• _Supplied entries_
-- Opening Marker --

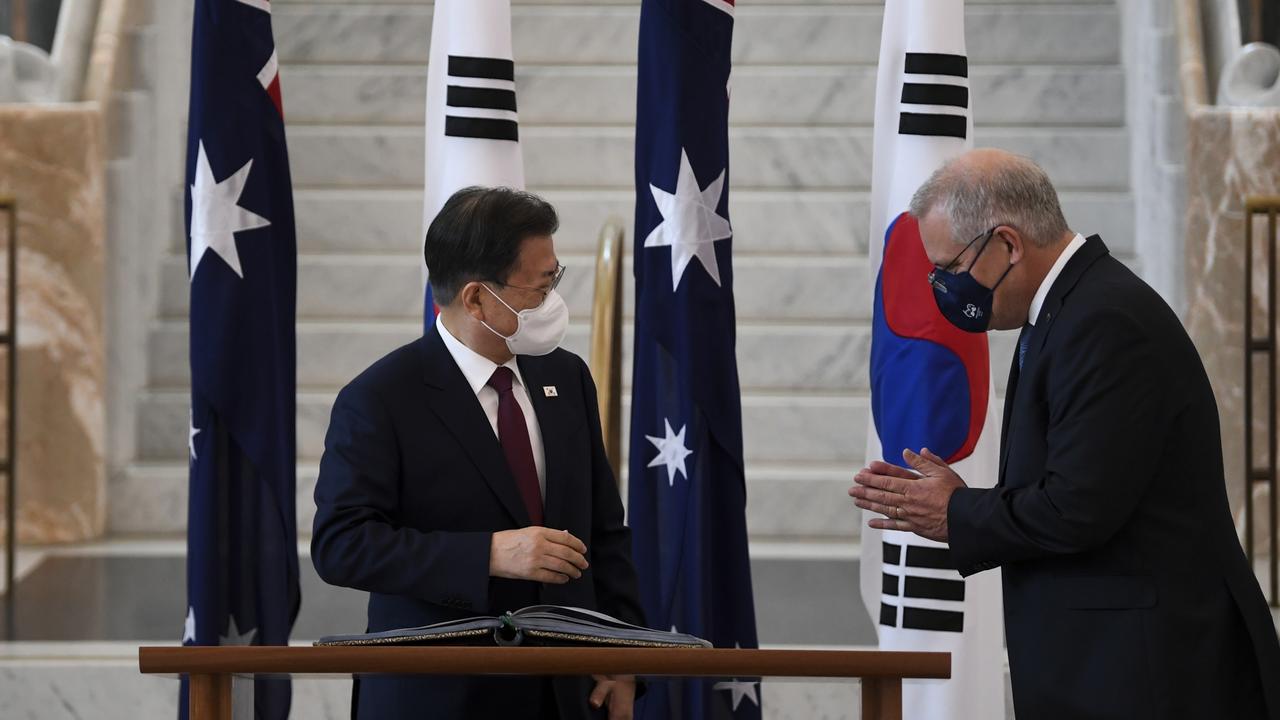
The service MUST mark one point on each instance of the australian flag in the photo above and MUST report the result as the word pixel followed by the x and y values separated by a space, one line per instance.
pixel 688 497
pixel 242 563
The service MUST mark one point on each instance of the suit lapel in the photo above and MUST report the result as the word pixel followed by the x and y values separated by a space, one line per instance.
pixel 460 411
pixel 533 370
pixel 1084 258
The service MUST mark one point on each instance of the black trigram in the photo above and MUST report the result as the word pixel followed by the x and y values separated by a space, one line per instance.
pixel 935 94
pixel 908 587
pixel 497 95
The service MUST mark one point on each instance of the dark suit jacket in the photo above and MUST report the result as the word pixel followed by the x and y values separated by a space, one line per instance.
pixel 1127 593
pixel 414 484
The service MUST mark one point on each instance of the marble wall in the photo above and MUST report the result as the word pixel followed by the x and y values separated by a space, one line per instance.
pixel 1232 154
pixel 51 164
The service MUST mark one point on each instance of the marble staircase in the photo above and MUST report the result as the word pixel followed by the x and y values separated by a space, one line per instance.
pixel 1046 78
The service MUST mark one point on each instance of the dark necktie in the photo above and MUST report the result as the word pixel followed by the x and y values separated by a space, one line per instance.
pixel 513 437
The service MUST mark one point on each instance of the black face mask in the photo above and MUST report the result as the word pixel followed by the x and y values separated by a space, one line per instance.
pixel 963 300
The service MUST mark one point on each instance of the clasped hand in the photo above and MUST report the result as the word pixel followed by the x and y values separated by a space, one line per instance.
pixel 536 554
pixel 910 501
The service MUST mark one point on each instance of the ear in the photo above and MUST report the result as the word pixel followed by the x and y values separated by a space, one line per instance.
pixel 470 299
pixel 1014 240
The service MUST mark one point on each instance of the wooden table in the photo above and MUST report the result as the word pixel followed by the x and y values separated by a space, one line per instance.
pixel 211 668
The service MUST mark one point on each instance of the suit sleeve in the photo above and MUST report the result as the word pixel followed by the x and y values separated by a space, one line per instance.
pixel 616 587
pixel 355 540
pixel 1107 420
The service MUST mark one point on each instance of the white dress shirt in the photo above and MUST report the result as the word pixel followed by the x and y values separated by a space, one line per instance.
pixel 1047 283
pixel 478 369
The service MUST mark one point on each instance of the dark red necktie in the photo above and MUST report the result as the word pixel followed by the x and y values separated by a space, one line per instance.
pixel 513 437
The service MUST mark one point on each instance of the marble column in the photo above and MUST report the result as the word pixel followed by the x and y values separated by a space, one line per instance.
pixel 51 163
pixel 1233 154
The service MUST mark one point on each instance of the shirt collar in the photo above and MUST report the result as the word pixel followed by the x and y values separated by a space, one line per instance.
pixel 475 368
pixel 1047 283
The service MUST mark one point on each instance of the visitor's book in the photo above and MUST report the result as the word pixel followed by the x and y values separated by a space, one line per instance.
pixel 534 625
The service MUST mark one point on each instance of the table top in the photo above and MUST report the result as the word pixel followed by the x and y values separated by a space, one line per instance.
pixel 278 660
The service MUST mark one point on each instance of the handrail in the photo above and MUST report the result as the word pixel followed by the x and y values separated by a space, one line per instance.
pixel 607 338
pixel 1264 347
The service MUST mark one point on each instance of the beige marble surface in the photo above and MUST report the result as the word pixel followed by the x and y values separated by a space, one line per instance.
pixel 1233 154
pixel 51 163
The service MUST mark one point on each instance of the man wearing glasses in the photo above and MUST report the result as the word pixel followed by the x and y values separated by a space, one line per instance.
pixel 465 473
pixel 1127 593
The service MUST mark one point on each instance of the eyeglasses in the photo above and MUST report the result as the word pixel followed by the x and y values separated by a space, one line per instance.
pixel 986 237
pixel 543 291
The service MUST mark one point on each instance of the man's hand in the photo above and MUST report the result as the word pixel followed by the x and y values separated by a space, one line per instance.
pixel 617 692
pixel 536 554
pixel 914 502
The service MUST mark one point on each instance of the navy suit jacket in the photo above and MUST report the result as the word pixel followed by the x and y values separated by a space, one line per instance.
pixel 414 484
pixel 1127 593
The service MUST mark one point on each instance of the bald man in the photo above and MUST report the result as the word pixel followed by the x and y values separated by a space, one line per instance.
pixel 1127 593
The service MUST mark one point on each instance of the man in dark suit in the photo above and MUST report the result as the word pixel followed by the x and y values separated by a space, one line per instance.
pixel 1127 593
pixel 465 473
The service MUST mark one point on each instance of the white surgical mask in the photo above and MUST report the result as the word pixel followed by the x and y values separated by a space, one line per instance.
pixel 538 329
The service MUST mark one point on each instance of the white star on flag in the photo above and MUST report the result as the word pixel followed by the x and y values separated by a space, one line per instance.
pixel 689 224
pixel 192 431
pixel 671 452
pixel 216 215
pixel 188 628
pixel 739 689
pixel 233 634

-- Closing Marker --

• _Task requirements_
Give back an exact copy of the material above, omitting the pictures.

• _Written answer_
The service MUST mark one point on each instance of the australian flag in the photo above and MUST report the result as the word pixel followed by the x and y values separated by a space, one line per instance.
pixel 688 497
pixel 242 563
The service MUST mark one point on each instance of the suit lapel in the photo above and MUST report the result as the word pixel followed by the x and y values separated by a space, one line per instance.
pixel 460 411
pixel 533 370
pixel 1084 258
The service MUST mark one point on each instance of the black trigram in the photo above and MUST report the result as the word pixel followed by the x and y values separated by a space, one line per instance.
pixel 935 94
pixel 908 587
pixel 497 95
The service MUST mark one point on each instance of the dark suit jacket in the photo above and MUST report the result as the word pixel followed by the x and y values separated by a space, one line per instance.
pixel 1127 593
pixel 414 484
The service MUST mark one point on each instance of the marble wall in the photo above and MUST report the result as the word pixel followed by the x and y values separated by a space, one line per instance.
pixel 1232 154
pixel 51 164
The service MUST mark one point on each instance of the marble staircase in the photo above and MUST report the result as the word pixel followed by the x and y values separated by a space, one line per instance.
pixel 1046 78
The service MUST mark one point on each instance of the dark necktie in the photo above and MUST report the result as the word pixel followed by the x and y values separated by a space, one line per instance.
pixel 513 437
The service MUST mark one point on each instance of the black face mask in the photo above and MUST report the result as the word pixel followed by the x and y values separated by a space, one line per instance.
pixel 963 300
The service MUST mark one point on each instance of the clasped hand in the photo above and MUST report the result as the word pixel followed by the x and y values separated by a space, one line per instance.
pixel 536 554
pixel 910 501
The service MUST mark one point on each instance of the ear in the photo above and MUST report the result as the word pixel followed by the x and y values separated by a space, one line per instance.
pixel 470 299
pixel 1014 240
The service MUST mark one point on each instance of the wooden table in the photo above and MUST report the result as the word pixel followed by the x and y values separated by a space, one line per instance.
pixel 211 668
The service MUST mark one point on each instance of the suit sleeve in the photo above and MUST report the result as the word pixel followed by the x and y values separated by a space, one line per instance.
pixel 616 587
pixel 355 540
pixel 1107 420
The service MUST mark one point on each instance of the white dress shirt in the photo above and MUST report the result as the word pixel followed by the x and y values separated by a space, one line per instance.
pixel 1047 283
pixel 478 369
The service MUST mark one point on each instance of the dark red necktie in the photo above and MUST report the result as the word pixel followed by the x and y values separated by a space, one line per instance.
pixel 513 437
The service MUST mark one point on each instance of the marble column in the photo above and MUST report the result as the word pixel followed by the x and y values separated by a space, one line per instance.
pixel 51 163
pixel 1233 154
The service MUST mark one point on each instance of the shirt collar in the photo above and MUST report the result as the word pixel followed by the x and y values separated by a space, one line per instance.
pixel 475 368
pixel 1047 283
The service MUST mark one point on each instance of the visitor's book in the photo above and MUST report the result as the word pixel followed by the x and y values separated by a space, one line per instance.
pixel 534 625
The service MUST mark one point on each instance of the table top in the photo above and MUST report the result as the word pixel followed by the x and y values separated by a space, one line per instance.
pixel 278 660
The service MUST mark one point on each instance of the handrail in the photo above and MUST report the result as the word pixel followed by the x and y values separated by a space, one line per instance.
pixel 607 338
pixel 1264 347
The service MUST mark one point on each instance of the beige marble surface in the photo above and MUST report the result as the word pixel followed by the x and y values separated by a space, one line per instance.
pixel 1233 154
pixel 51 163
The service MUST mark one point on each instance of the man wearing glasses in the photo above and MUST report the result as the word pixel followed by the x and y values separated by a space, one line per instance.
pixel 465 473
pixel 1127 593
The service MUST mark one point on each instance of the eyeglasses in the photo above and MUST report the result as the word pixel followed by the x and y values separated by a space, one line per instance.
pixel 986 237
pixel 543 291
The service MUST mark one point on each instance of the man's hand in the photo above and MUST report the result as the word pixel followed by the x and y values separated by a space, one line per instance.
pixel 617 692
pixel 536 554
pixel 914 502
The service MUST mark one point on each instance of the navy suit jacket in the photo above and MUST report the result as the word pixel followed by the x and y values separated by a space, one line per instance.
pixel 414 484
pixel 1127 593
The service MUST mark one point on each instance of the bald man in the photo above and MUST report the result as the word pixel followed by the x and y values separated by a space, one line per instance.
pixel 1127 593
The service MUST mark one point on each instance of the man in dark suit in the photo above and MUST report the result as the word pixel followed by the x and y values separated by a space, one line per instance.
pixel 1127 593
pixel 465 473
The service MUST mark one point on each instance of the white surgical mask in the photo above and MUST report the result as the word pixel followed by the x and y values separated by a space, one line per instance.
pixel 538 329
The service MUST mark one point on each instance of the white star on flag in the photo above and MUST report the result as the word pixel followed by the x and y values separated by a space, one line per instance.
pixel 689 224
pixel 192 431
pixel 671 452
pixel 216 215
pixel 188 628
pixel 739 689
pixel 233 634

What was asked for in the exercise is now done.